Impressions de Russie
La honte, ce spectre
qui hante la Russie
Hugo Natowicz
© Hugo Natowicz
Vendredi 5 novembre 2010
D’après l’étude, 39% des sondés auraient “souvent” honte de
la Russie, 25% éprouvant “rarement” ce sentiment. Premier fléau
poussant les Russes à rougir de leur nation, la pauvreté et la
situation sociale du pays pour 45% d’entre eux. Viennent ensuite
un sentiment de vulnérabilité du peuple, la situation des
retraités, les inégalités sociales (7%), ou l’échec sportif
(5%).
Au-delà de ces divers symptômes, un malaise généralisé semble
ronger la relation des Russes à leur pays. Il arrive encore en
Russie que le citoyen lambda, qui affirmait il y a cinq minutes
son amour inconditionnel pour son pays, confie être prêt à
décamper à l’étranger à la première occasion. Un fantasme que se
sont empressés de réaliser les plus riches, dont les familles
sont plus souvent dans leurs appartements londoniens que dans la
capitale russe.
Le sentiment de honte de soi et par extension du pays est si
puissamment enraciné en Russie qu’il est devenu un poncif de
l’humour russe. Principal ressort: le retard sur l’occident. Un
samedi soir sur la Première chaîne, quatre comiques passent au
crible l’actualité russe. Première victime: la tentative visant
à créer un “iPhone russe”. Les spectateurs se tordent de rire,
raillant leur retard technologique sur l’occident.
★ ★ ★
* _CONSIGNES DE L'EXERCICE_:
A. Extrayez de l'article le passage qui commence par « Le sentiment de » et se termine par « technologique sur l’occident. », sans rien y changer.
B. Selon l'article, quel pourcentage des sondés aurait « souvent » honte de la Russie ?
Les lignes ci-après forment un matériau indépendant de l'article.

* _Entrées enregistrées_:
★ ★ ★
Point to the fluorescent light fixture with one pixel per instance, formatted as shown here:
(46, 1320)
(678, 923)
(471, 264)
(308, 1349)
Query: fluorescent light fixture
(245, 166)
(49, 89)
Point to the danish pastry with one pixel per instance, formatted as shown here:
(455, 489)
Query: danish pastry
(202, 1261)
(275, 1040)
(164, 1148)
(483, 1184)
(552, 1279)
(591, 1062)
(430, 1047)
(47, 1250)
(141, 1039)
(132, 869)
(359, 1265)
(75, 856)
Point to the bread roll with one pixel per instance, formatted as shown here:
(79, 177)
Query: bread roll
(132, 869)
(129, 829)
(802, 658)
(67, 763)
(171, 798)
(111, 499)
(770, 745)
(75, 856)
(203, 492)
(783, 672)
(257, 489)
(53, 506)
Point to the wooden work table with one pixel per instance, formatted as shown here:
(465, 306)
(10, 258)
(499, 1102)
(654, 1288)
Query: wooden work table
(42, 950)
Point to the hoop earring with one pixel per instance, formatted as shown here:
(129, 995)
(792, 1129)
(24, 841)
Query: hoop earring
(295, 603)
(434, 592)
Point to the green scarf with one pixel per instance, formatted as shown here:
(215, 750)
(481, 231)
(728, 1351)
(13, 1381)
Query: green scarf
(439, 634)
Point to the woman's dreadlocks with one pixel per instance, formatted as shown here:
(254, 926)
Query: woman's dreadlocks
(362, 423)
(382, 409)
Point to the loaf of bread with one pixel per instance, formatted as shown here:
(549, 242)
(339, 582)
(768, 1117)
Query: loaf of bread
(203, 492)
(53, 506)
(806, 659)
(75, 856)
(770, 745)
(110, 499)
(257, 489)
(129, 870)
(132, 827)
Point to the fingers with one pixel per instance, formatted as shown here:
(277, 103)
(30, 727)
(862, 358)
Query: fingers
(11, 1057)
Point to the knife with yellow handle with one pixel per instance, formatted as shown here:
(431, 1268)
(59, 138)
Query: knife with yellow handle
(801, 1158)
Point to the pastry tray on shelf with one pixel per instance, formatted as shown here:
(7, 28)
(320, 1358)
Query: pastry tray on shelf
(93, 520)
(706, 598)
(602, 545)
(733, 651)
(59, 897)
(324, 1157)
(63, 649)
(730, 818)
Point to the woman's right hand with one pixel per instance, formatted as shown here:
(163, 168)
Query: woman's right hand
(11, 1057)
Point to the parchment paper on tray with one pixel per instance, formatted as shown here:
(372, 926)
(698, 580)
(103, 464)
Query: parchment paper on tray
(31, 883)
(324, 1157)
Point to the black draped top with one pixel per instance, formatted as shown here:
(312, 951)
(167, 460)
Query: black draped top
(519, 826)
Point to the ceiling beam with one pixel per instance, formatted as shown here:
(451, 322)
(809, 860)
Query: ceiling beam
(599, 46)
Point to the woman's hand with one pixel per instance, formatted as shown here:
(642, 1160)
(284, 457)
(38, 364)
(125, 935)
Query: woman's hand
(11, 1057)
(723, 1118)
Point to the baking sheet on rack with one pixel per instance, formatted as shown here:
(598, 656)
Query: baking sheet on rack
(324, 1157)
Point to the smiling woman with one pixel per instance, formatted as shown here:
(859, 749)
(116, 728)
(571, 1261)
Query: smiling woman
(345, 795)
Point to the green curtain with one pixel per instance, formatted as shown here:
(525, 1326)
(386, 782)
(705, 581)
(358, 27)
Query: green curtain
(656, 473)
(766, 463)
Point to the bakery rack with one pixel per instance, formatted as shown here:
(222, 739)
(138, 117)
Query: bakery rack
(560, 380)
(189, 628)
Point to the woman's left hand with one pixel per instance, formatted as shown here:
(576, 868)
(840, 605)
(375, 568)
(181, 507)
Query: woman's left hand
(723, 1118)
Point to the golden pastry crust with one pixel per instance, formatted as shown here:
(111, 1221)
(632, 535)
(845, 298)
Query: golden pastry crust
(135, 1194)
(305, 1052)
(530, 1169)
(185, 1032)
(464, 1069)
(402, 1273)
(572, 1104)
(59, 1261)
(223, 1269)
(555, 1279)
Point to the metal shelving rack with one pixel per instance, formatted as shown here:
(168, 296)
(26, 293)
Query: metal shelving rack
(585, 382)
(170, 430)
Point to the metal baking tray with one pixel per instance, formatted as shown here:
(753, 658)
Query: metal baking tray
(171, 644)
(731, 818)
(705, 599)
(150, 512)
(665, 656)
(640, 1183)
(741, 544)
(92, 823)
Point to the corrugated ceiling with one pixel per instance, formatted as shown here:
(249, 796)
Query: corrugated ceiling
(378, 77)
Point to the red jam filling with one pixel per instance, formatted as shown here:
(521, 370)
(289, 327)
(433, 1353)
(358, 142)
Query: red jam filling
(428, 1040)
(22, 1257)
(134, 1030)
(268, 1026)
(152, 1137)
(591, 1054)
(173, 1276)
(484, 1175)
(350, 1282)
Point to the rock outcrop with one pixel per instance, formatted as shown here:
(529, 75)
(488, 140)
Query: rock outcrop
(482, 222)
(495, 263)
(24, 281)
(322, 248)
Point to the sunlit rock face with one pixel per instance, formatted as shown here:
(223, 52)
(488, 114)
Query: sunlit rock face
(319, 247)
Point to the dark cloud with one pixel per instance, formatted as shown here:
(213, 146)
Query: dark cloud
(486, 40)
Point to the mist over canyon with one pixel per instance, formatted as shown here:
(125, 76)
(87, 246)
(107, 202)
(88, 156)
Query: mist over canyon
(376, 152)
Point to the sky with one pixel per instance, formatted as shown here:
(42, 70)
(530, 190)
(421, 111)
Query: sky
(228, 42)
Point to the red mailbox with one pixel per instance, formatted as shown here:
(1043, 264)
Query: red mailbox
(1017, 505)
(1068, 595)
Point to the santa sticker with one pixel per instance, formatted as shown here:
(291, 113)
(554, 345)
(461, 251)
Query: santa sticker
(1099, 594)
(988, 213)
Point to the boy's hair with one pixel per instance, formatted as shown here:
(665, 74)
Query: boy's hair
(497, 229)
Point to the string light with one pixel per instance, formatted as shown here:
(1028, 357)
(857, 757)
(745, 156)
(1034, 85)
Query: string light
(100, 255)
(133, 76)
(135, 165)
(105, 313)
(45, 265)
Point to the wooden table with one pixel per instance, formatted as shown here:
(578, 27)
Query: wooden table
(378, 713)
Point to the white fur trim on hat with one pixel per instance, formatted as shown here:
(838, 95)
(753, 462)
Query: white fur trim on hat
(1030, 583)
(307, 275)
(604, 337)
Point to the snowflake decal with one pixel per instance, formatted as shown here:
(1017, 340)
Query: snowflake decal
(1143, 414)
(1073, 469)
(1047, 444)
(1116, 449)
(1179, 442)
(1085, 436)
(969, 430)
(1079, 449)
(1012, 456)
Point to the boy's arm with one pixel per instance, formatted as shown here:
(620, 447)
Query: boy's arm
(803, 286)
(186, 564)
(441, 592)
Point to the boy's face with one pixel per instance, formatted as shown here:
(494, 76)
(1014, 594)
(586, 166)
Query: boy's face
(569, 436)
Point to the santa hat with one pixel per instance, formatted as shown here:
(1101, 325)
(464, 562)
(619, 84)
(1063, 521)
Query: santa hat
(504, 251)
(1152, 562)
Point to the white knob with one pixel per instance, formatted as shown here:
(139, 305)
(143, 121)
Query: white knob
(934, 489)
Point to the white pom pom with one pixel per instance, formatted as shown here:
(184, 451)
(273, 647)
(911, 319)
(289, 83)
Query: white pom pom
★ ★ ★
* _RÉPONSES ATTENDUES_:
A.
Le sentiment de honte de soi et par extension du pays est si
puissamment enraciné en Russie qu’il est devenu un poncif de
l’humour russe. Principal ressort: le retard sur l’occident. Un
samedi soir sur la Première chaîne, quatre comiques passent au
crible l’actualité russe. Première victime: la tentative visant
à créer un “iPhone russe”. Les spectateurs se tordent de rire,
raillant leur retard technologique sur l’occident.

B. 39 %